Items:
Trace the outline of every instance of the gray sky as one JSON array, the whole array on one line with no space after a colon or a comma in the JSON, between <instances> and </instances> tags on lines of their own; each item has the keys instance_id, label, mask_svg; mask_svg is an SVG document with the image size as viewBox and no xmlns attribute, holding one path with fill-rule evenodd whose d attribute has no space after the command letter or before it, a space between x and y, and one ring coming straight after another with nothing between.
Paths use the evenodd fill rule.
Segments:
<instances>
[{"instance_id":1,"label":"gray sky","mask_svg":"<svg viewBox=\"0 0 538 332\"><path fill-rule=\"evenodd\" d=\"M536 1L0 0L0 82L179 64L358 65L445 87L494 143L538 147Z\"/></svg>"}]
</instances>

Description of the task: Repeat every item above word for word, changing nothing.

Solution for this task:
Trace the outline of every instance of the gray sky as one JSON array, the whole array on one line with no space after a colon or a comma in the JSON, between <instances> and </instances> tags on lines of their own; each item has the keys instance_id, label, mask_svg; mask_svg is an SVG document with the image size as viewBox and no xmlns attribute, holding one path with fill-rule evenodd whose d attribute has no space after the command letter or before it, a space between x and y, and one ring coming straight after another with nothing between.
Paths use the evenodd fill rule.
Segments:
<instances>
[{"instance_id":1,"label":"gray sky","mask_svg":"<svg viewBox=\"0 0 538 332\"><path fill-rule=\"evenodd\" d=\"M536 1L0 0L0 82L179 64L358 65L445 87L494 143L538 147Z\"/></svg>"}]
</instances>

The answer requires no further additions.